╭──
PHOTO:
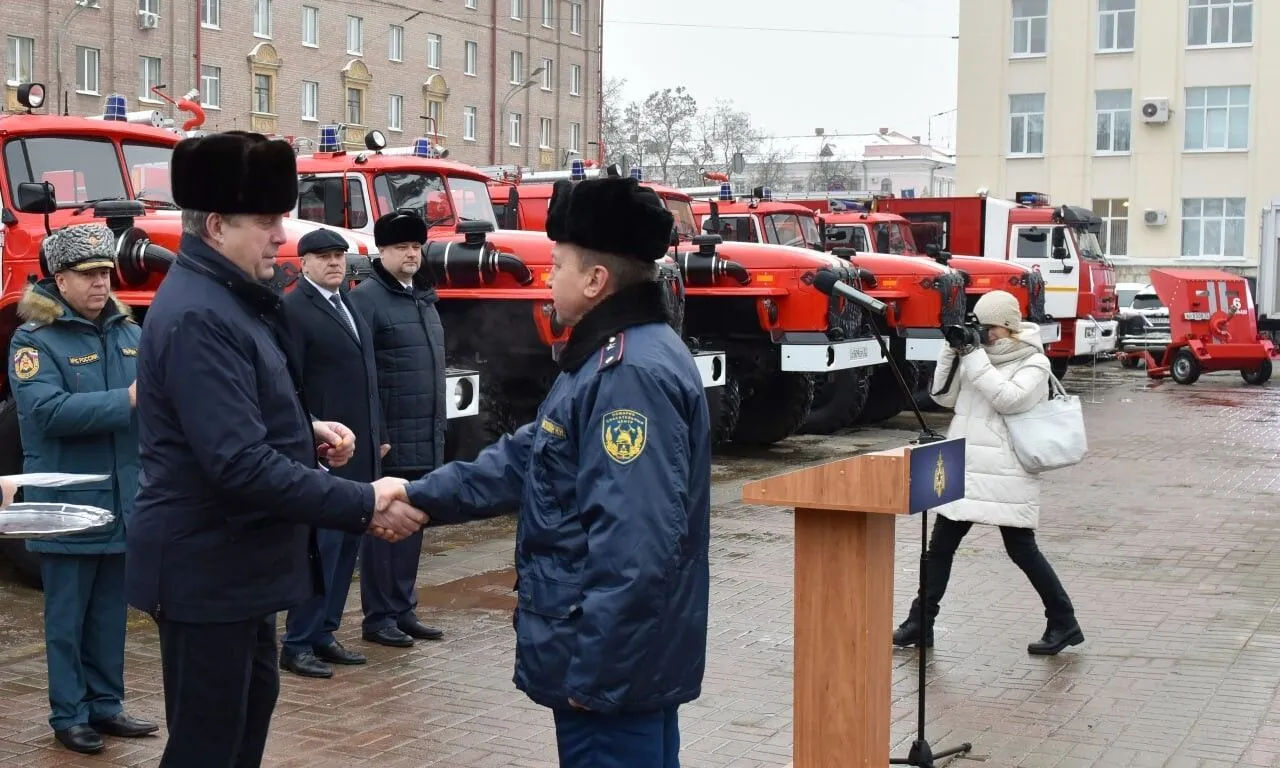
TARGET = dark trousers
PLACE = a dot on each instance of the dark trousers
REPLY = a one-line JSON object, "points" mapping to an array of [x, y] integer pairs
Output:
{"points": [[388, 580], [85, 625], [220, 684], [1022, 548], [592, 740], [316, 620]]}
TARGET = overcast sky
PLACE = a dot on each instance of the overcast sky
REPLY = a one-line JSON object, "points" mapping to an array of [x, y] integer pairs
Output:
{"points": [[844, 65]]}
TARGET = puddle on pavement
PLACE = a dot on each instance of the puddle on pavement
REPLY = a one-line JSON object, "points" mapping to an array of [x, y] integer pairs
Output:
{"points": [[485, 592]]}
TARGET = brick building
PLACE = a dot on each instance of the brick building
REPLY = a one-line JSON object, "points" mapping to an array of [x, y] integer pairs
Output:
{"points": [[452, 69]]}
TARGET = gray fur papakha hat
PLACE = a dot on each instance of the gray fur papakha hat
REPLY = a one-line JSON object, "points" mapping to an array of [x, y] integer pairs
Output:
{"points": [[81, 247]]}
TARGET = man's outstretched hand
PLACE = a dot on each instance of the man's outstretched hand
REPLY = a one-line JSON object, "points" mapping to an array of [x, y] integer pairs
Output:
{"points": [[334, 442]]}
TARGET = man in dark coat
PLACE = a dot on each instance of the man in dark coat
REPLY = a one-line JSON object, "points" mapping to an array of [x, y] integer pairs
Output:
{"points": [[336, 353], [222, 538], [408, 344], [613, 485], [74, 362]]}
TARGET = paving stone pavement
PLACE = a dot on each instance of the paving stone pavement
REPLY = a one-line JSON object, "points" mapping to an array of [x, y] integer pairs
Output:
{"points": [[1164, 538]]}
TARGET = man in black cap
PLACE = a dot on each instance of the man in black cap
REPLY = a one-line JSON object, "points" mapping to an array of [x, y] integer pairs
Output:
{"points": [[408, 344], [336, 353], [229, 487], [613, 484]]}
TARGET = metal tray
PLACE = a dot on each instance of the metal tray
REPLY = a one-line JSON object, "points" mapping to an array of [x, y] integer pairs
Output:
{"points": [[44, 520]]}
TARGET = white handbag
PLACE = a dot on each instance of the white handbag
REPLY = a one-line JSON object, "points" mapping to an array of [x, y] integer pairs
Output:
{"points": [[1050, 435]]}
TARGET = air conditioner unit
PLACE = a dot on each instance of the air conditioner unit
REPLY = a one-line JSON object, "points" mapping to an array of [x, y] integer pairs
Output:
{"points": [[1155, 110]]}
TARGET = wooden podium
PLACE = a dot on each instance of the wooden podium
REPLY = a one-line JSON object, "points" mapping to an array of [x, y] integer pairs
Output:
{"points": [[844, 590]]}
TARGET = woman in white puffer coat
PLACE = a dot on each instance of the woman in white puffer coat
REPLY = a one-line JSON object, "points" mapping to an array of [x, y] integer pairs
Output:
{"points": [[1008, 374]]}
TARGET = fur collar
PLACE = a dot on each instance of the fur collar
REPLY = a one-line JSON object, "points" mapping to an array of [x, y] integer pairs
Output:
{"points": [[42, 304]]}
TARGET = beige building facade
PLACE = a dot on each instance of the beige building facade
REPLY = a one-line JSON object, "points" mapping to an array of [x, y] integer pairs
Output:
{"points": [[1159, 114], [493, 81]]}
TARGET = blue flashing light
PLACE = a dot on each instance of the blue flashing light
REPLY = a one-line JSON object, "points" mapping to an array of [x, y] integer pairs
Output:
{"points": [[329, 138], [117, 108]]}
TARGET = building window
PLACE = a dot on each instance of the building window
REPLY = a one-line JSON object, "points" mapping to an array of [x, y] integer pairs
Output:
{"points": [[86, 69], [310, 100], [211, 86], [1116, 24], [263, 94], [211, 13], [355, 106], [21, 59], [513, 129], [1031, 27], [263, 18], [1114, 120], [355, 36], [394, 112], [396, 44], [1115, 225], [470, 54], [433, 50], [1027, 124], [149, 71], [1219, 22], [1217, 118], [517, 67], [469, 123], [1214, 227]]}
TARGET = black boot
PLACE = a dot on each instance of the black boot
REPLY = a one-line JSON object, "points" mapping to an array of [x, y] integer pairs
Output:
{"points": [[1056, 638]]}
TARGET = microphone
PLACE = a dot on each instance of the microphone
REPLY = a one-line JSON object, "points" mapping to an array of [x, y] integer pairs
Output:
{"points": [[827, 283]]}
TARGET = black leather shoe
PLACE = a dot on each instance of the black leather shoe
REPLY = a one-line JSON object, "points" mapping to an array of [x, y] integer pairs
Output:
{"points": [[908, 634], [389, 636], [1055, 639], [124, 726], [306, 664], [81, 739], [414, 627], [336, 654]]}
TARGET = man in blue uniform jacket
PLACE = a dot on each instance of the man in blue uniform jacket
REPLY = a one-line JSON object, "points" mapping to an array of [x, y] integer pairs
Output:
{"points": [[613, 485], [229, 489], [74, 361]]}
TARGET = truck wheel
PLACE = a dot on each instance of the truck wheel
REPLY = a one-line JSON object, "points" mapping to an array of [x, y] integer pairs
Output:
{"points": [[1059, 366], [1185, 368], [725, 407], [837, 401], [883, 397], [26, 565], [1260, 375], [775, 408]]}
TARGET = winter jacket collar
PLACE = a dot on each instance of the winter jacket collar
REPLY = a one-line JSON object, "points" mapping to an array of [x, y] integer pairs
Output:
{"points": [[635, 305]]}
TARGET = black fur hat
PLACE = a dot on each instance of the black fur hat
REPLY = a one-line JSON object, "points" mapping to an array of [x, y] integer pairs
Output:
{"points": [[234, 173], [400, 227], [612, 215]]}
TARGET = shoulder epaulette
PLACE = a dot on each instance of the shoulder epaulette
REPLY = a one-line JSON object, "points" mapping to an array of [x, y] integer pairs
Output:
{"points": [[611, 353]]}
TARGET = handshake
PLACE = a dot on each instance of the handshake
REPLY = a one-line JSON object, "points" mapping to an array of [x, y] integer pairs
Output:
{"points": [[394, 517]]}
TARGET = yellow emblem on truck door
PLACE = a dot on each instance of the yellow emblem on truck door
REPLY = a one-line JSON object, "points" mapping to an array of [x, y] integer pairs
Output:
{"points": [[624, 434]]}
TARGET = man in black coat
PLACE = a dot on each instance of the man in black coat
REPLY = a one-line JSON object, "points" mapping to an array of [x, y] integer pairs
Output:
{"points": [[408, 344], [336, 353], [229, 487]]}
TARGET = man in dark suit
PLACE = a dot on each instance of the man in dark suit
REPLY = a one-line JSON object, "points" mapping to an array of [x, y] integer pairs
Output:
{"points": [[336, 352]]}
╰──
Convert all the items above into a Markdown table with two columns, Row and Line, putting each line in its own numbered row and skipping blank lines. Leave the pictures out.

→ **Problem solution**
| Row | Line |
|---|---|
| 1 | PHOTO: |
| 2 | TARGET = dark trousers |
| 3 | PLACE = a dot on each instance of the dark trousers |
| 4 | REPLY = a one-line JSON object, "points" mapping to an array of [x, y] integer pairs |
| 5 | Output: |
| 6 | {"points": [[388, 580], [85, 625], [220, 684], [1022, 548], [592, 740], [316, 620]]} |
| 7 | TARGET = overcast sky |
| 8 | PLACE = a dot on each instance of the overcast sky |
| 9 | REPLY = a one-line JSON object, "points" mapping to an array of [x, y] integer pairs |
| 10 | Output: |
| 11 | {"points": [[844, 65]]} |
| 12 | TARGET = puddle on pavement |
| 13 | PLACE = a dot on each instance of the puddle on pavement |
| 14 | REPLY = a one-line JSON object, "points" mapping to an array of [x, y] integer pairs |
| 15 | Output: |
| 16 | {"points": [[485, 592]]} |
| 17 | TARGET = brick building |
| 18 | PLACE = a dot on each instance of the brick building |
| 19 | REPLY = a one-line JSON object, "points" mapping to an array of [x, y] integer pairs |
| 20 | Output: |
| 21 | {"points": [[452, 69]]} |
| 22 | TARGET = gray fur papakha hat |
| 23 | PLACE = a dot on each instance of the gray fur papakha hat |
| 24 | REPLY = a one-line JSON object, "points" mapping to an array of [x, y] integer pairs |
| 25 | Output: |
| 26 | {"points": [[81, 247]]} |
| 27 | TARGET = man's outstretched hand |
| 28 | PLACE = a dot on each instance of the man's outstretched hand |
| 29 | REPLY = a one-line JSON object, "points" mapping to an array of [x, y] integer pairs |
| 30 | Output: |
| 31 | {"points": [[334, 442]]} |
| 32 | TARGET = man in dark coat |
| 33 | PLACE = a dot on each instance of the man in dark coat |
| 34 | REPLY = a one-line JSON object, "points" mapping to an array of [x, y] integer pairs |
| 35 | Output: |
| 36 | {"points": [[336, 353], [222, 538], [408, 344], [613, 485], [74, 362]]} |
| 37 | TARGET = paving stone pavement |
| 38 | PLACE = a dot on each instance of the paving stone pavement |
| 39 | REPLY = a one-line JSON object, "points" mapping to an array of [x, y] integer pairs |
| 40 | Output: |
| 41 | {"points": [[1164, 538]]} |
| 42 | TARGET = man in black cap |
| 43 | PLACE = a dot on each instance of the man in black cap |
| 44 | REPLY = a one-line JSON object, "points" mapping to an array of [x, y] integer pairs |
| 45 | Output: |
| 46 | {"points": [[408, 344], [336, 353], [229, 487], [613, 484]]} |
| 47 | TARGET = metal tray |
| 48 | PLACE = a dot on each instance of the metal tray |
| 49 | REPLY = a one-line JSON object, "points" mapping to an array of [x, y] integer pairs |
| 50 | Output: |
| 51 | {"points": [[44, 520]]} |
| 52 | TARGET = white handbag |
| 53 | PLACE = a dot on each instance of the white handbag |
| 54 | REPLY = a one-line JSON object, "points" mapping to an array of [x, y] integer pairs |
| 55 | Output: |
| 56 | {"points": [[1050, 435]]} |
| 57 | TARGET = air conditioner unit |
| 58 | PLACE = a dot on each instance of the air conditioner unit |
| 59 | REPLY = a one-line JSON object, "points" mapping to an array of [x, y] integer pairs |
| 60 | Output: |
| 61 | {"points": [[1155, 110]]} |
| 62 | TARGET = wooden podium |
| 63 | PLACE = a dot on each instance of the wooden podium |
| 64 | REPLY = a one-line JSON object, "points" mapping to an array of [x, y] integer pairs |
| 65 | Output: |
| 66 | {"points": [[844, 590]]} |
| 67 | TARGET = woman in white puffer coat |
| 68 | PLACE = a dot on each instance of the woman in white puffer coat |
| 69 | REPLY = a one-line JSON object, "points" mapping to an array of [x, y] integer pairs |
| 70 | Output: |
| 71 | {"points": [[1008, 374]]} |
| 72 | TARGET = fur collar |
| 73 | PLACE = a dot on each instance of the fur collar |
| 74 | REPLY = a one-line JSON object, "points" mapping to an array of [x, y] integer pairs |
| 75 | Output: |
| 76 | {"points": [[42, 304]]} |
| 77 | TARGET = beige building facade |
| 78 | PLACE = a dot on each instance of the beige building facade |
| 79 | REPLY = a one-line JSON object, "points" mapping to an array of [x, y] integer pairs |
| 80 | Output: |
| 81 | {"points": [[1159, 114], [493, 81]]} |
| 82 | TARGET = blue flashing light |
| 83 | PLACE = a dot on each instance of the blue flashing light |
| 84 | REPLY = a one-line JSON object, "points" mapping to an array of [x, y] integer pairs |
| 85 | Output: |
| 86 | {"points": [[329, 138], [117, 108]]} |
| 87 | TARGET = building window |
| 88 | PLACE = a dot on each instance of the building window |
| 89 | REPLY = a one-line JSON object, "points" mapping to an array of [x, y] integer pairs |
| 90 | Output: |
| 91 | {"points": [[86, 69], [310, 100], [211, 86], [1116, 24], [263, 94], [211, 13], [355, 106], [21, 59], [513, 129], [1031, 27], [263, 18], [1114, 120], [355, 36], [394, 112], [396, 44], [1115, 225], [470, 54], [433, 50], [1027, 124], [149, 71], [1219, 22], [1217, 118], [517, 67], [469, 123], [1214, 227]]} |
| 92 | TARGET = black boot |
| 93 | PLACE = a dot on each instance of the black boot |
| 94 | REPLY = a one-line JSON object, "points" mapping to an array of [x, y] integer pairs |
| 95 | Output: |
| 96 | {"points": [[1056, 638]]} |
| 97 | TARGET = microphone |
| 98 | PLACE = a dot on each instance of the microphone |
| 99 | REPLY = a one-line JSON object, "points" mapping to an array of [x, y] integer pairs |
| 100 | Output: |
| 101 | {"points": [[827, 283]]} |
| 102 | TARGET = black leather shoe |
| 103 | PLACE = a dot on each instance of the black leather shoe |
| 104 | REPLY = a one-line JSON object, "points" mapping to an array of [x, y] integer pairs |
| 105 | Output: |
| 106 | {"points": [[908, 634], [389, 636], [1055, 639], [124, 726], [306, 664], [81, 739], [414, 627], [336, 654]]} |
| 107 | TARGET = man in blue uniform jacket |
| 108 | PLACE = a dot on each instance of the man in blue uniform jacket |
| 109 | REPLY = a one-line JSON object, "points" mapping to an array of [x, y] integer pairs |
| 110 | Output: |
| 111 | {"points": [[613, 485], [229, 489], [74, 361]]} |
| 112 | TARGET = truck wheel |
| 113 | PLACE = a dot on each instance of the truck wheel |
| 114 | REPLY = a one-line JSON object, "points" mapping to an array of [x, y] integer pairs |
| 115 | Output: |
| 116 | {"points": [[1059, 366], [1185, 368], [725, 407], [837, 401], [883, 397], [26, 565], [1260, 375], [775, 408]]} |
| 117 | TARGET = winter jacket collar |
| 118 | PLACE = a dot on each instance of the winter jacket collar |
| 119 | REPLY = a one-line JSON object, "points" mapping to an array of [x, y] integer pairs |
| 120 | Output: |
| 121 | {"points": [[635, 305]]} |
| 122 | TARGET = black fur hat |
| 123 | PLACE = a dot on each instance of the black fur hat |
| 124 | REPLY = a one-line JSON object, "points" mapping to an array of [x, y] integer pairs |
| 125 | Output: |
| 126 | {"points": [[234, 173], [400, 227], [612, 215]]} |
| 127 | TARGET = shoulder epaulette |
| 128 | PLACE = a dot on each instance of the shoulder epaulette |
| 129 | REPLY = a one-line JSON object, "points" mapping to an array of [x, y] integer pairs |
| 130 | Output: |
| 131 | {"points": [[611, 353]]} |
| 132 | TARGET = handshake |
| 133 | PLACE = a dot on each instance of the handshake |
| 134 | REPLY = a one-line JSON object, "points" mapping to an array of [x, y] integer pairs |
| 135 | Output: |
| 136 | {"points": [[394, 517]]} |
| 137 | TARGET = yellow emblem on truck door |
| 138 | PLACE = a dot on each instance of the yellow emblem on truck door |
| 139 | REPLY = a one-line JSON object, "points" mapping to an array of [x, y] integer pairs |
| 140 | Output: |
| 141 | {"points": [[624, 434]]} |
| 142 | TARGET = man in black coat |
| 143 | PLACE = a dot on each instance of the man in black coat |
| 144 | REPLY = a one-line JSON object, "points" mapping to an array of [x, y] integer pairs |
| 145 | Output: |
| 146 | {"points": [[408, 344], [336, 353], [229, 487]]} |
| 147 | TARGET = man in dark suit |
| 148 | PLACE = a dot on each instance of the man in dark suit |
| 149 | REPLY = a one-line JSON object, "points" mapping to an array of [x, y] integer pairs |
| 150 | Output: |
| 151 | {"points": [[336, 352]]} |